◆ GIVEN EXERCISE
Give every entry again, word for word and in full.

◆ DATA ROWS
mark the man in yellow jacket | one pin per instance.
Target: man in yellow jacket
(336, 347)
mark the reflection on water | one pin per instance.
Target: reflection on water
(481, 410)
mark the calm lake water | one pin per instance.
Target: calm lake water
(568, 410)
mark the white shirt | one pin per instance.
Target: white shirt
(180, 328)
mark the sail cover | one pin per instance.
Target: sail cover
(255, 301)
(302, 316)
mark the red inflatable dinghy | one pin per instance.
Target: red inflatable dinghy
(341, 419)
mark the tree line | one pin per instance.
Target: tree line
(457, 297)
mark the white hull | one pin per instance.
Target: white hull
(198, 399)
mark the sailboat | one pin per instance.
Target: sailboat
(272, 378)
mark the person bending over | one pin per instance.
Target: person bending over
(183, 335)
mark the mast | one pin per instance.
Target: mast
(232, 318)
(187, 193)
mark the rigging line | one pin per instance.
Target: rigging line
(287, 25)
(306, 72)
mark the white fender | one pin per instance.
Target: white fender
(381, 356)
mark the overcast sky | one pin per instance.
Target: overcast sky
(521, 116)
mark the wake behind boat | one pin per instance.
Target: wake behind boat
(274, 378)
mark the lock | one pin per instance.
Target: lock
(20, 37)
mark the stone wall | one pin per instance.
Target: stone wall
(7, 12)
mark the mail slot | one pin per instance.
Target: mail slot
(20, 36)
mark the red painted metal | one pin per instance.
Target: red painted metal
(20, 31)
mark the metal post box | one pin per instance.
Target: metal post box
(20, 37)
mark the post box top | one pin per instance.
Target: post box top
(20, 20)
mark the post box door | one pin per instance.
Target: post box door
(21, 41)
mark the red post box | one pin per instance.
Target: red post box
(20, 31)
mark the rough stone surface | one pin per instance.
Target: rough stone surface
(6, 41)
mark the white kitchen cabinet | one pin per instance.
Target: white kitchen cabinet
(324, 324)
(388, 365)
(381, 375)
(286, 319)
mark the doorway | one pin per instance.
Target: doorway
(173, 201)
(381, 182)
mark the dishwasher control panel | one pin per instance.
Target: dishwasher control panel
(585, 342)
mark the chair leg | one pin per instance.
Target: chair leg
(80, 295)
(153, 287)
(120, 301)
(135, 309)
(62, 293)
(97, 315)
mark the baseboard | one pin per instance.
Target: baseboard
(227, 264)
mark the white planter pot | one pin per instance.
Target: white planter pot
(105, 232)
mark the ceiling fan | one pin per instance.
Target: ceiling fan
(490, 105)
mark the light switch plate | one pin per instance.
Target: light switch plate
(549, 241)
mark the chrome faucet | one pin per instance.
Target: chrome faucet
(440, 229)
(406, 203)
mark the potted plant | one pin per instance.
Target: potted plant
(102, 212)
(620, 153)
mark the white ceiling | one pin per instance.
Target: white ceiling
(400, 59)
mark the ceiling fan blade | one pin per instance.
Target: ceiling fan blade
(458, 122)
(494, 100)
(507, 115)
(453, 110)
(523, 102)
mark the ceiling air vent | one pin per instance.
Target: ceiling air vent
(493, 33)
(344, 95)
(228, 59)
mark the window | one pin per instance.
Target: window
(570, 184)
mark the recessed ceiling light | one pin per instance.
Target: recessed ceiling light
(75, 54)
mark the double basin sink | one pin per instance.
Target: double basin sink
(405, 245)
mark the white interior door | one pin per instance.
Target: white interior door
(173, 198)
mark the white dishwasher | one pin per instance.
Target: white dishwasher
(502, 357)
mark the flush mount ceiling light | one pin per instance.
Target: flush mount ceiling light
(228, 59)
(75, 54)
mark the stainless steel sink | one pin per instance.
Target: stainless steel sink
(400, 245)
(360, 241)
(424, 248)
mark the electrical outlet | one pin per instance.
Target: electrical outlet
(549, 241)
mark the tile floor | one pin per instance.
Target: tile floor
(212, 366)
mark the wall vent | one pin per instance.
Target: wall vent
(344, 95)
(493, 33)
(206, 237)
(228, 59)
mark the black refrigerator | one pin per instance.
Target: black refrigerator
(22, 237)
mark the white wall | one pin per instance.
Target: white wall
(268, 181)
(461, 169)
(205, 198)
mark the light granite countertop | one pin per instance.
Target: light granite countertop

◆ SOLUTION TO THE EXERCISE
mark the man in yellow jacket | one pin per instance.
Target: man in yellow jacket
(336, 347)
mark the reflection on water | one pin per instance.
Target: reflection on water
(481, 410)
mark the calm lake water | one pin per instance.
Target: calm lake water
(568, 410)
mark the white shirt | one pin per instance.
Target: white shirt
(180, 328)
mark the sail cover | one pin per instance.
Target: sail cover
(255, 301)
(302, 316)
mark the red inflatable dinghy | one pin per instance.
Target: red inflatable dinghy
(341, 419)
mark the tree line | one pin per instance.
Target: tree line
(457, 297)
mark the white hull | one pin per instance.
Target: white hull
(198, 399)
mark the sailboat | one pin per instance.
Target: sailboat
(272, 378)
mark the person bending over | one pin per instance.
Target: person bending over
(183, 335)
mark the mast | one pin per instance.
Target: mast
(232, 318)
(187, 193)
mark the rigging line | one pin per instance.
Target: rigging line
(287, 25)
(306, 72)
mark the white fender | one pin per instance.
Target: white fender
(381, 356)
mark the overcast sky | one pin per instance.
Target: overcast sky
(521, 116)
mark the wake behind boat | one pin per instance.
Target: wake behind boat
(274, 378)
mark the lock | one pin per instance.
Target: lock
(20, 37)
mark the stone wall | one pin per instance.
Target: stone wall
(7, 12)
mark the mail slot | one pin per instance.
Target: mail slot
(20, 36)
mark the red painted metal | one pin per instance.
Target: red painted metal
(20, 31)
mark the metal post box | one pin per instance.
Target: metal post box
(20, 37)
mark the post box top | one pin per instance.
Target: post box top
(20, 20)
mark the post box door | one pin per instance.
Target: post box door
(21, 41)
mark the red post box | one pin per instance.
Target: red post box
(20, 31)
mark the rough stone surface | one pin per instance.
Target: rough stone surface
(6, 41)
mark the white kitchen cabinet | one pin per instance.
Target: white kitchen cabinet
(324, 324)
(388, 365)
(381, 375)
(286, 319)
mark the doorway | one pin per instance.
Target: doorway
(173, 201)
(381, 182)
mark the dishwasher control panel | one pin per instance.
Target: dishwasher control panel
(585, 342)
mark the chair leg | one pin per instance.
Target: chair leg
(80, 295)
(153, 287)
(120, 301)
(135, 309)
(62, 293)
(97, 315)
mark the baseboard | one pin per instance.
Target: baseboard
(227, 264)
mark the white planter pot | one pin per instance.
Target: white planter pot
(105, 232)
mark the ceiling fan | one pin per instance.
Target: ceiling fan
(490, 105)
mark the light switch plate | one pin per instance.
Target: light switch plate
(549, 241)
mark the chrome faucet | one pin per instance.
Target: chrome faucet
(440, 229)
(406, 203)
mark the potted plant | one pin per instance.
Target: potted plant
(102, 212)
(620, 153)
mark the white ceiling | one pin per instance.
Target: white ceiling
(400, 59)
mark the ceiling fan blade | one pin per instance.
Target: ceiling fan blade
(458, 122)
(494, 100)
(507, 115)
(453, 110)
(523, 102)
mark the ceiling air vent | one pin per instance.
Target: ceiling air vent
(493, 33)
(344, 95)
(228, 59)
mark the window | one pin per instance.
Target: window
(570, 184)
mark the recessed ceiling light | one pin per instance.
Target: recessed ceiling light
(75, 54)
mark the double basin sink | one pin per instance.
Target: double basin sink
(405, 245)
mark the white interior door | one pin per instance.
Target: white interior door
(173, 198)
mark the white dishwasher | one pin per instance.
Target: white dishwasher
(502, 357)
mark the flush mount ceiling light | one pin per instance.
Target: flush mount ceiling light
(228, 59)
(75, 54)
mark the stainless steel sink | one pin per instance.
Target: stainless steel sink
(400, 245)
(360, 241)
(424, 248)
mark the electrical outlet | one pin per instance.
Target: electrical outlet
(549, 241)
mark the tile floor | one pin per instance.
Target: tile floor
(212, 366)
mark the wall vent | one pin per instance.
Target: wall vent
(344, 95)
(493, 33)
(206, 237)
(228, 59)
mark the black refrigerator | one pin per instance.
Target: black refrigerator
(22, 237)
mark the white wall | one pin per instance.
Target: white wall
(268, 181)
(461, 169)
(205, 198)
mark the light granite countertop | one pin per instance.
Target: light granite countertop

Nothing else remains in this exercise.